= SELECTED EXCERPT =
_ _ _ _ _
Exercise makes better students
October 13, 2006
I had a humbling experience a few weeks ago in PE 108. Members of the class were told to engage in 10 minutes of aerobic exercise. I jumped on one of the ellipticals and began fake running down the sandy shores of Bermuda, but it didn’t turn out to be as refreshing as the Caribbean coastline. After 10 minutes, I could barely walk. My heart was purring like a coke head after snorting a few lines, and I was sweating more profusely than a biology major taking a Brit lit final. It was the first time I’ve ever had to admit to something I thought would never happen — I’m out of shape because I rarely exercise.
Within the last school year, many UW-River Falls students have had poor academic performance as a result of physiological and psychological conditions. According to the UW-RF Student Health Services student survey in 2006, 31 percent of UW-RF students felt stressed, 24 percent had difficulty sleeping and 17 percent had feelings of anxiety or depression. Less than half of all respondents reported they had gotten enough sleep to feel rested within all seven days prior to taking the survey. Given students’ hectic schedules at work or in school, these results aren’t surprising. If exercising hasn’t made its way to the top of your priority list, there is a good chance you suffer from fatigue, insomnia, stress, anxiety or poor eating habits.
_ _ _ _ _
= SUPPLIED RECORDS =
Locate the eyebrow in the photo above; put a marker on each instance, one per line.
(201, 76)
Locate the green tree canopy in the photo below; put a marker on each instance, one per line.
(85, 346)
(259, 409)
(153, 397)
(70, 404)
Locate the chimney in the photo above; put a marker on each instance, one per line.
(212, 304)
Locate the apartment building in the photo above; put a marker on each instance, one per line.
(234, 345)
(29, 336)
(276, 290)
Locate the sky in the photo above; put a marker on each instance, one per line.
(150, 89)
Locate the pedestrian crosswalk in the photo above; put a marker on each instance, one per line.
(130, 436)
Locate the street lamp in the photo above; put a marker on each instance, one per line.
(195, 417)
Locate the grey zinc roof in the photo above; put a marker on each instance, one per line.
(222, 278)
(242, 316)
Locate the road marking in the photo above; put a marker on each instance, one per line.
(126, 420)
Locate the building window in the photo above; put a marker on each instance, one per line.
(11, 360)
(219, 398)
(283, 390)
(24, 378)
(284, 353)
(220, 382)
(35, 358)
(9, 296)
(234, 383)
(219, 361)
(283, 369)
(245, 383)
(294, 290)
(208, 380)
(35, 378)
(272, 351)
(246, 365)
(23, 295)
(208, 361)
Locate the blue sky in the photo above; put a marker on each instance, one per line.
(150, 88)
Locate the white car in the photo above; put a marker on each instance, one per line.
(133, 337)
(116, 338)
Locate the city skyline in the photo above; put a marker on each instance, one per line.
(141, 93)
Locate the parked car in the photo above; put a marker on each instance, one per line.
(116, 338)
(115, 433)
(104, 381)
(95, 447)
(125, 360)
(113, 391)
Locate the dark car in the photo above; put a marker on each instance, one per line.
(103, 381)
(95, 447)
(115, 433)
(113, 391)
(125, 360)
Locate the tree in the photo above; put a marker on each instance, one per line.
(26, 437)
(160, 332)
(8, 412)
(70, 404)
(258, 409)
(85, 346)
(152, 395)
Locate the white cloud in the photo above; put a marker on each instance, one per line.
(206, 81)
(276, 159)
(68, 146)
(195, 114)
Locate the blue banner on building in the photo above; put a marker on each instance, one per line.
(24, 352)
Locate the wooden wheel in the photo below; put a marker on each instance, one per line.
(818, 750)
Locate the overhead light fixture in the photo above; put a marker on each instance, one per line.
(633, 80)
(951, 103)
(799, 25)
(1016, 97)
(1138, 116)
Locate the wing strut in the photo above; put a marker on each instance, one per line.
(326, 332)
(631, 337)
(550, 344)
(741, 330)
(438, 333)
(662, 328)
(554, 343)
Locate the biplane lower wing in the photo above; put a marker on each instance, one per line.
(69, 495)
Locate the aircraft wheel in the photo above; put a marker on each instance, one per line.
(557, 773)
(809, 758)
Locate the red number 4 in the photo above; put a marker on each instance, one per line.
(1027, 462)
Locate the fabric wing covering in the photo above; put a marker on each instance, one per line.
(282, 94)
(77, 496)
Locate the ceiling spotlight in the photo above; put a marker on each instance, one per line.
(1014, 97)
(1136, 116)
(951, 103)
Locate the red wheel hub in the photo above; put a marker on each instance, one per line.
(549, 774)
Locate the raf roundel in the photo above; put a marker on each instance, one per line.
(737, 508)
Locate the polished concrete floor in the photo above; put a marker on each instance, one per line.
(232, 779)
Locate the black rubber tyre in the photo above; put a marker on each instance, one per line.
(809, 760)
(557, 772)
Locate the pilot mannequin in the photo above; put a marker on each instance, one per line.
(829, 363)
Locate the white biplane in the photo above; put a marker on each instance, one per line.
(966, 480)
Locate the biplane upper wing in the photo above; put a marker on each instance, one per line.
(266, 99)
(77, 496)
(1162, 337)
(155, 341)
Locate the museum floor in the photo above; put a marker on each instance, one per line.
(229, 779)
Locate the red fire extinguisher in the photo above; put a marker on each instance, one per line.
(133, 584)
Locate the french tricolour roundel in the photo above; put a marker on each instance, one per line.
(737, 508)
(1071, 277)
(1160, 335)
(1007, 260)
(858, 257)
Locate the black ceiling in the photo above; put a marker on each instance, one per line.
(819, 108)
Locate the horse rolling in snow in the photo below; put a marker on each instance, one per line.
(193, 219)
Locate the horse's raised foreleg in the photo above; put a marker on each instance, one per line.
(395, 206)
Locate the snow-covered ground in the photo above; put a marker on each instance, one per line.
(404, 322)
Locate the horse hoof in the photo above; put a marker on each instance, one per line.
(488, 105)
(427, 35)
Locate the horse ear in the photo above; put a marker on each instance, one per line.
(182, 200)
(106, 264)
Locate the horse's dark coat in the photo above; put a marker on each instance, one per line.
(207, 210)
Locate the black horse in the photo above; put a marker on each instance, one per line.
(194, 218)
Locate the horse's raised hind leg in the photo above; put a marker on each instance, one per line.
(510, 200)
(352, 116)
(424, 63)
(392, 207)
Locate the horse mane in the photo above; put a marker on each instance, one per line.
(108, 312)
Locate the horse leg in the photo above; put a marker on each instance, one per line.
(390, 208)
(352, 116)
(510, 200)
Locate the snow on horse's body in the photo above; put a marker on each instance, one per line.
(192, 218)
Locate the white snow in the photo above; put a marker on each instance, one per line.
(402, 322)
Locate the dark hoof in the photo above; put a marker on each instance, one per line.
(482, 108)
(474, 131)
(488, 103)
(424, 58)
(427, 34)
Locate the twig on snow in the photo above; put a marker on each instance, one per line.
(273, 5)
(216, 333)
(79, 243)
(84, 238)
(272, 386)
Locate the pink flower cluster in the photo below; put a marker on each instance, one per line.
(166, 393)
_ _ _ _ _
= TASK PROMPT =
Reproduce the passage of the article on exercise and students from "Within the last" up to and including "poor eating habits.".

= ANSWER TO THIS EXERCISE =
Within the last school year, many UW-River Falls students have had poor academic performance as a result of physiological and psychological conditions. According to the UW-RF Student Health Services student survey in 2006, 31 percent of UW-RF students felt stressed, 24 percent had difficulty sleeping and 17 percent had feelings of anxiety or depression. Less than half of all respondents reported they had gotten enough sleep to feel rested within all seven days prior to taking the survey. Given students’ hectic schedules at work or in school, these results aren’t surprising. If exercising hasn’t made its way to the top of your priority list, there is a good chance you suffer from fatigue, insomnia, stress, anxiety or poor eating habits.